[Raw records]
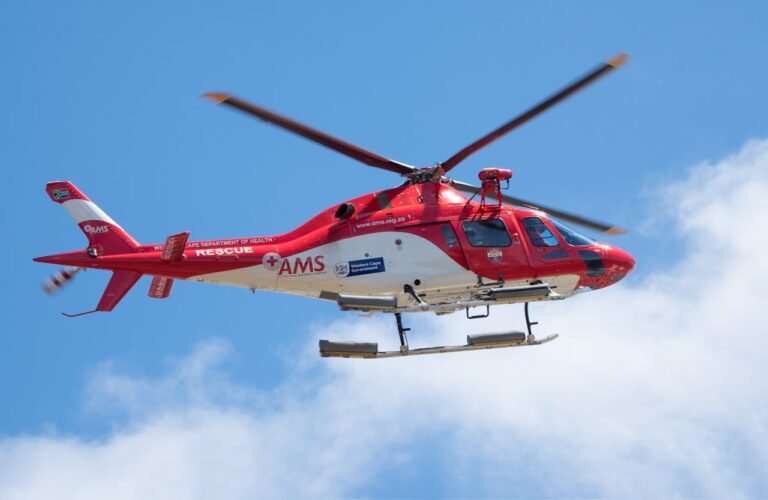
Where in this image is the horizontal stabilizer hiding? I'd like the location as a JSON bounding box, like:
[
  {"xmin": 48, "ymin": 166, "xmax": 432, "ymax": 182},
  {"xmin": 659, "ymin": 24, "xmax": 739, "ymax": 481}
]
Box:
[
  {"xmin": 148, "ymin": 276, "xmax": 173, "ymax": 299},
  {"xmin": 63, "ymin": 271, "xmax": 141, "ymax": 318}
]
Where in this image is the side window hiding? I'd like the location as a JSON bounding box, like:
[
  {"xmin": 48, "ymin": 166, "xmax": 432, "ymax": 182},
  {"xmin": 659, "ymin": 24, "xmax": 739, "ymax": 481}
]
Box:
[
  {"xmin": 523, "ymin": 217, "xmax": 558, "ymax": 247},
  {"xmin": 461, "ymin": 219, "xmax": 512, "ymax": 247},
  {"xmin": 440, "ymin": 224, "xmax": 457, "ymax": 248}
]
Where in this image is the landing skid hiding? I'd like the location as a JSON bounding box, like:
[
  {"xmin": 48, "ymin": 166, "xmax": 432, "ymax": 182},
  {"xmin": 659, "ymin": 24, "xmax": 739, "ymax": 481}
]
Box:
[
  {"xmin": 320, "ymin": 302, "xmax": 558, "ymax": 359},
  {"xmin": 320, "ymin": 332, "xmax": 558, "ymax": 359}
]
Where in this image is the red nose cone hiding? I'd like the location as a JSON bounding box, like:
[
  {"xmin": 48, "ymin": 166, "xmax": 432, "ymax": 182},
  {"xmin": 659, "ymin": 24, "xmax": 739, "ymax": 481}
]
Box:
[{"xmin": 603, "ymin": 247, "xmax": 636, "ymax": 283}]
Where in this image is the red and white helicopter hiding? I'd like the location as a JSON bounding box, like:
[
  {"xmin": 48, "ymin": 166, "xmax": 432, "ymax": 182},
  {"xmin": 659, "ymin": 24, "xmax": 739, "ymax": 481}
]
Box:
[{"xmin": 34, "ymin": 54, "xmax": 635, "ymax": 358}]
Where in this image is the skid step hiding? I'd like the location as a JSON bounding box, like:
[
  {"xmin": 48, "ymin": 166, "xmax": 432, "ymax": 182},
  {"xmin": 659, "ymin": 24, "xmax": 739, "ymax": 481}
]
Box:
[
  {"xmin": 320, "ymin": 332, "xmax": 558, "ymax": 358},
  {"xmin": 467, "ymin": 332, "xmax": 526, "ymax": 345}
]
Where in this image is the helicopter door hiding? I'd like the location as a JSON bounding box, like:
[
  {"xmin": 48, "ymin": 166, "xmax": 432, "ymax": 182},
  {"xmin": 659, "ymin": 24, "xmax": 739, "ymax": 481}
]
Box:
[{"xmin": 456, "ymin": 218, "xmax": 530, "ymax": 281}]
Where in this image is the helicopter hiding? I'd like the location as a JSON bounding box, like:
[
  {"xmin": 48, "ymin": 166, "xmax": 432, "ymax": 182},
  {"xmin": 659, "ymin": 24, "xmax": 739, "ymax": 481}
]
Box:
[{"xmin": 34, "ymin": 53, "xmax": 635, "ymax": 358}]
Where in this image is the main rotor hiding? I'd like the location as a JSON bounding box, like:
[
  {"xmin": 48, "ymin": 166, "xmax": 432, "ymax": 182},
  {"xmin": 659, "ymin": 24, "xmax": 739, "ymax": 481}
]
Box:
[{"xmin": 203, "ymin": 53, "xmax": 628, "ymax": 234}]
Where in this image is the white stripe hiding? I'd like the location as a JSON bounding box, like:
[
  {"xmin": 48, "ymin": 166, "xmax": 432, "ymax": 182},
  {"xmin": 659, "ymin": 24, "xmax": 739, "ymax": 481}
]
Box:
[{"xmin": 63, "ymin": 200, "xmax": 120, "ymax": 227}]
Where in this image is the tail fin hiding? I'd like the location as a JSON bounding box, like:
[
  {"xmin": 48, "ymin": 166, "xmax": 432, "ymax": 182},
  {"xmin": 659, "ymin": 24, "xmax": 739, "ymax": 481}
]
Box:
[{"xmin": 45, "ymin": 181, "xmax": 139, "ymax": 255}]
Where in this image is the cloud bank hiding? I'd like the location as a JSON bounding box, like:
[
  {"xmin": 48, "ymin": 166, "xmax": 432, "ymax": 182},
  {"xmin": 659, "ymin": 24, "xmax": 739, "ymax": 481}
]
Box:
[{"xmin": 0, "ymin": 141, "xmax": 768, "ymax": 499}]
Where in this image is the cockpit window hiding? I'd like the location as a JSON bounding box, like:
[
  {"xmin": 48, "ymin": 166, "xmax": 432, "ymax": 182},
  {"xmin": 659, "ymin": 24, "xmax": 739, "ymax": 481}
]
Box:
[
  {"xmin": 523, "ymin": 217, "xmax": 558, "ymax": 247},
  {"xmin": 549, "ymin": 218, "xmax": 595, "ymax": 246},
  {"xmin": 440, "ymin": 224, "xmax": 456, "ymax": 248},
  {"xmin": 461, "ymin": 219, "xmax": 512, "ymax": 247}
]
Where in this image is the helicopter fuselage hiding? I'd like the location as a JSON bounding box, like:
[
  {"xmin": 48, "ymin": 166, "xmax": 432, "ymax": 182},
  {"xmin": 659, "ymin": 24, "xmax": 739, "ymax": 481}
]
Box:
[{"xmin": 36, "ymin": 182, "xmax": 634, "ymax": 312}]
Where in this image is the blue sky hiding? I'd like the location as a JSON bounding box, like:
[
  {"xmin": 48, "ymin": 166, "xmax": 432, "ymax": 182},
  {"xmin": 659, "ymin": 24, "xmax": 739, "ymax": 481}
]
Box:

The exercise -
Please arrange every line of the listing above as a JSON list of strings, one string per line, with blank lines dropped and the pictures left out.

Problem solution -
[
  "Where in this image is the horizontal stabilizer hiding? I'd like the location as a JSON bounding box, like:",
  "[",
  "  {\"xmin\": 48, \"ymin\": 166, \"xmax\": 432, \"ymax\": 182},",
  "  {\"xmin\": 659, \"ymin\": 24, \"xmax\": 739, \"ymax\": 481}",
  "]",
  "Box:",
  "[",
  "  {\"xmin\": 148, \"ymin\": 276, \"xmax\": 173, \"ymax\": 299},",
  "  {\"xmin\": 63, \"ymin\": 271, \"xmax\": 141, \"ymax\": 318}",
  "]",
  "Where in this image is the side window hiding? I'd like the location as a JSON bounding box, like:",
  "[",
  "  {\"xmin\": 48, \"ymin\": 166, \"xmax\": 432, \"ymax\": 182},",
  "  {\"xmin\": 659, \"ymin\": 24, \"xmax\": 739, \"ymax\": 481}",
  "]",
  "Box:",
  "[",
  "  {\"xmin\": 523, \"ymin\": 217, \"xmax\": 558, \"ymax\": 247},",
  "  {\"xmin\": 461, \"ymin\": 219, \"xmax\": 512, \"ymax\": 247},",
  "  {\"xmin\": 440, \"ymin\": 224, \"xmax\": 457, \"ymax\": 248}",
  "]",
  "Where in this image is the landing skid hiding? I'd like the location as a JSON bounding box, like:",
  "[",
  "  {\"xmin\": 48, \"ymin\": 166, \"xmax\": 432, \"ymax\": 182},",
  "  {\"xmin\": 659, \"ymin\": 24, \"xmax\": 739, \"ymax\": 481}",
  "]",
  "Box:",
  "[",
  "  {\"xmin\": 320, \"ymin\": 302, \"xmax\": 558, \"ymax\": 359},",
  "  {\"xmin\": 320, \"ymin\": 332, \"xmax\": 558, \"ymax\": 359}",
  "]",
  "Where in this image is the red nose cone hiding? I'd like the location as a JSON bounding box, like:",
  "[",
  "  {\"xmin\": 48, \"ymin\": 166, \"xmax\": 432, \"ymax\": 182},",
  "  {\"xmin\": 659, \"ymin\": 24, \"xmax\": 739, \"ymax\": 481}",
  "]",
  "Box:",
  "[{\"xmin\": 603, \"ymin\": 247, \"xmax\": 636, \"ymax\": 283}]",
  "Where in this image is the red and white helicopter hiding? I'd like the location as a JSON bounding box, like:",
  "[",
  "  {\"xmin\": 48, \"ymin\": 166, \"xmax\": 432, \"ymax\": 182},",
  "  {\"xmin\": 659, \"ymin\": 24, \"xmax\": 739, \"ymax\": 481}",
  "]",
  "Box:",
  "[{\"xmin\": 34, \"ymin\": 54, \"xmax\": 635, \"ymax\": 358}]",
  "Where in this image is the skid step hiding? I'd like the location as a JSON bounding box, like:",
  "[",
  "  {\"xmin\": 48, \"ymin\": 166, \"xmax\": 432, \"ymax\": 182},",
  "  {\"xmin\": 659, \"ymin\": 24, \"xmax\": 739, \"ymax\": 481}",
  "]",
  "Box:",
  "[",
  "  {\"xmin\": 320, \"ymin\": 332, \"xmax\": 558, \"ymax\": 358},",
  "  {\"xmin\": 467, \"ymin\": 332, \"xmax\": 526, \"ymax\": 345}",
  "]",
  "Where in this image is the helicopter door hiding? I'd like the location as a JSON bounding box, like:",
  "[",
  "  {\"xmin\": 48, \"ymin\": 166, \"xmax\": 432, \"ymax\": 182},",
  "  {\"xmin\": 659, \"ymin\": 24, \"xmax\": 739, \"ymax\": 481}",
  "]",
  "Box:",
  "[{\"xmin\": 456, \"ymin\": 218, \"xmax\": 530, \"ymax\": 281}]",
  "Where in this image is the helicopter hiding? I'd like the location as a JSON bounding box, like:",
  "[",
  "  {\"xmin\": 48, \"ymin\": 166, \"xmax\": 432, \"ymax\": 182},",
  "  {\"xmin\": 659, \"ymin\": 24, \"xmax\": 739, \"ymax\": 481}",
  "]",
  "Box:",
  "[{\"xmin\": 34, \"ymin\": 53, \"xmax\": 635, \"ymax\": 358}]",
  "Where in this image is the main rotor hiding? I'd like the location as a JSON bounding box, like:",
  "[",
  "  {\"xmin\": 48, \"ymin\": 166, \"xmax\": 432, \"ymax\": 182},",
  "  {\"xmin\": 659, \"ymin\": 24, \"xmax\": 739, \"ymax\": 481}",
  "]",
  "Box:",
  "[{\"xmin\": 203, \"ymin\": 53, \"xmax\": 628, \"ymax\": 234}]",
  "Where in this image is the white stripe hiding? I'd like the location as a JSON bounding box, like:",
  "[",
  "  {\"xmin\": 48, \"ymin\": 166, \"xmax\": 432, \"ymax\": 182},",
  "  {\"xmin\": 659, \"ymin\": 24, \"xmax\": 739, \"ymax\": 481}",
  "]",
  "Box:",
  "[{\"xmin\": 63, \"ymin\": 200, \"xmax\": 120, \"ymax\": 227}]",
  "Where in this image is the tail fin hiding? I'd like the location as a JSON bounding box, like:",
  "[",
  "  {\"xmin\": 48, \"ymin\": 166, \"xmax\": 432, \"ymax\": 182},",
  "  {\"xmin\": 659, \"ymin\": 24, \"xmax\": 739, \"ymax\": 481}",
  "]",
  "Box:",
  "[{\"xmin\": 45, \"ymin\": 181, \"xmax\": 139, \"ymax\": 255}]",
  "Where in this image is the cloud bank hiding? I'd like the location as a JSON bounding box, like:",
  "[",
  "  {\"xmin\": 48, \"ymin\": 166, \"xmax\": 432, \"ymax\": 182},",
  "  {\"xmin\": 659, \"ymin\": 24, \"xmax\": 739, \"ymax\": 481}",
  "]",
  "Box:",
  "[{\"xmin\": 0, \"ymin\": 141, \"xmax\": 768, \"ymax\": 499}]",
  "Where in this image is the cockpit window hiding? I'd like the location as a JSON bounding box, like:",
  "[",
  "  {\"xmin\": 48, \"ymin\": 166, \"xmax\": 432, \"ymax\": 182},",
  "  {\"xmin\": 659, \"ymin\": 24, \"xmax\": 739, \"ymax\": 481}",
  "]",
  "Box:",
  "[",
  "  {\"xmin\": 523, \"ymin\": 217, \"xmax\": 558, \"ymax\": 247},",
  "  {\"xmin\": 549, \"ymin\": 218, \"xmax\": 595, \"ymax\": 246},",
  "  {\"xmin\": 440, \"ymin\": 224, \"xmax\": 456, \"ymax\": 248},",
  "  {\"xmin\": 461, \"ymin\": 219, \"xmax\": 512, \"ymax\": 247}",
  "]",
  "Where in this image is the helicopter fuselage hiding? I'd like the location as a JSON bounding box, like:",
  "[",
  "  {\"xmin\": 48, \"ymin\": 166, \"xmax\": 432, \"ymax\": 182},",
  "  {\"xmin\": 659, \"ymin\": 24, \"xmax\": 739, \"ymax\": 481}",
  "]",
  "Box:",
  "[{\"xmin\": 36, \"ymin\": 182, \"xmax\": 634, \"ymax\": 312}]",
  "Where in this image is the blue sky hiding? I'd like the location as a JSON bounding box, like:",
  "[",
  "  {\"xmin\": 48, \"ymin\": 166, \"xmax\": 432, \"ymax\": 182},",
  "  {\"xmin\": 659, \"ymin\": 24, \"xmax\": 739, \"ymax\": 481}",
  "]",
  "Box:"
]